▸ Page text:
Here’s a report from yesterday’s United Hospital Fund’s “Progressing to Value-Based Payment” conference in NYC, which featured a provocative keynote from state Medicaid Director Jason Helgerson and included panels on both member and provider focused themes. I was pleased to be on that first panel and want to offer great thanks to UHF for giving member related issues a prominent place in the program….something far too rare!
During his annual address, NY Medicaid director Jason Helgerson took the state’s vision well beyond all of the efforts that have already been launched to improve care and reduce costs, a stirring vision that looks to break down silos between healthcare, education, criminal justice, housing, employment and social services to advance both individual and societal needs.
Building on a review on the various initiatives associated with Medicaid Redesign, he then moved to propose that the healthcare system could play an unprecedented role in helping to solve broader social problems, while at the same time reassuring the bemused audience that adding this to our already full plates wouldn’t require us to have to “boil the ocean.”
For example, pediatricians see about 90% of all children under the age of 2 and 65% of all children under the age of 3. That gives them the unique opportunity to screen not only for health related issues but for developmental readiness to enter kindergarten, a useful predictor for third-grade literacy, which in turn is a predictor for high school graduation, incarceration, and employment.
Helgerson referred to an Albany based pilot that will provide financial incentives to pediatricians who perform these screenings and refer children for assistance to improve their school and social readiness.
He proposed a time where “no longer will we limit ourselves in our ambitions to improving the health and well-being of the populations in the Medicaid program. But that we actually begin to identify other metrics, societal metrics that are important and begin to address those metrics…. not because it is going to generate savings for us long term, not because it is going to drive some other health care metric, but because it is the right thing to do.”
Some factoids from his progress report on Medicaid Redesign, which is in its 6th year and has launched 340 programs, of which 80% are essentially complete:
- Average annual per person Medicaid spending has dropped from $9,500 in 2009 to $8,300.
- Total Medicaid members rose from 4.9 million in 2009 to 6.7 million today.
- 99.4% of available DSRIP dollars have been awarded to qualifying regional networks (Performing Provider Systems)
The United Hospital fund is to be congratulated for making “Engaging And Protecting Medicaid Members” one of 2 follow up panels. Our panel suggested several strategies for engaging and supporting members with multiple costly needs, including peer initiatives, and looked at ways to be educate and assist members and providers to successfully transition into the HARP, Health Home, HCBS, DSRIP and Value Based Payment environments.
We explored how electronic healthcare records can advance care, and the corollary value of finding a prominent role for the use of psychiatric advance directives to guide healthcare systems to provide the right and desired care for those in the midst of psychosis.
We looked at a variety of strategies to protect member choice and rights, including a recommended expansion in the state’s Medicaid ombuds program, and briefly reviewed a number of examples of culturally relevant incentives that could be offered to help encourage members to improve their own self-care.
We also focused on the challenges in helping medical providers to work more closely with behavioral health and social service providers and to emphasize the social determinants of health.
Dr. Christina Jenkins, CEO of NYC PPS OneCity Health emphasized that getting some clinicians to be comfortable working with care managers and other members of an interdisciplinary team will also take time, adding “a lot has to do with training and attitudes, and it will take at least another 12 to 18 months to get there.”
During the 2nd panel, “Implementing the Medicaid Value-Based Payment Roadmap,” EmblemHealth’s Carl Lund emphasized that “…for a very long time in health care, we’ve tried to make decisions for patients. The payment for service and what was right was separated away from the patient … We’ve got to find a way to get the patient back involved in their own care and what it is they want.”

▸ Tasks for this exercise:
A. In the conference report, how many programs has Medicaid Redesign launched?
B. Write out the stretch of the conference report from "During his annual" through "and societal needs.", switching "silos" to "barriers".

▸ Data listing:
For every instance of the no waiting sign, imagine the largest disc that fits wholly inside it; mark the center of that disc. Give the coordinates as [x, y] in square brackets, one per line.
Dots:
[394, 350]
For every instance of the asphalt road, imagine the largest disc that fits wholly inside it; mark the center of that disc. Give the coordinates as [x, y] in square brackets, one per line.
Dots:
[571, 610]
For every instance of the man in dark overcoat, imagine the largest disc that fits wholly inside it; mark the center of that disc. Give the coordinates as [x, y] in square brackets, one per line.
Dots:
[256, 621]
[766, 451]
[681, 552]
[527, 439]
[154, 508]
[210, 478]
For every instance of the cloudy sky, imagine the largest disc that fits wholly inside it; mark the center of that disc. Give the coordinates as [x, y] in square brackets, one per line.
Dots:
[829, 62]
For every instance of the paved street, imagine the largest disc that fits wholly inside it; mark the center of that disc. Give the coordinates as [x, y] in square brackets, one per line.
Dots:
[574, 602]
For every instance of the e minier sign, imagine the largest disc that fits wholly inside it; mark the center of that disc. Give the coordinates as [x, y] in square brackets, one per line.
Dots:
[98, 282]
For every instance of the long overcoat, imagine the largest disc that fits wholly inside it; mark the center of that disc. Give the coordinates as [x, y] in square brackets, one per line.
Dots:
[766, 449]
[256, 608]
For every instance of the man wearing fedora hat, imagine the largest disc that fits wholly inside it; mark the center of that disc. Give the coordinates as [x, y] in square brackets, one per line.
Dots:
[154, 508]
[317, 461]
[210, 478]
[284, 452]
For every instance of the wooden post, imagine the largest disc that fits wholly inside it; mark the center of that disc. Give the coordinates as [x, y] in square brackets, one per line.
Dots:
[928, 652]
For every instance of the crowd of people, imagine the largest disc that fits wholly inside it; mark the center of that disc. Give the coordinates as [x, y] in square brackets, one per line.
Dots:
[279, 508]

▸ Task solutions:
A. 340 programs

B.
During his annual address, NY Medicaid director Jason Helgerson took the state’s vision well beyond all of the efforts that have already been launched to improve care and reduce costs, a stirring vision that looks to break down barriers between healthcare, education, criminal justice, housing, employment and social services to advance both individual and societal needs.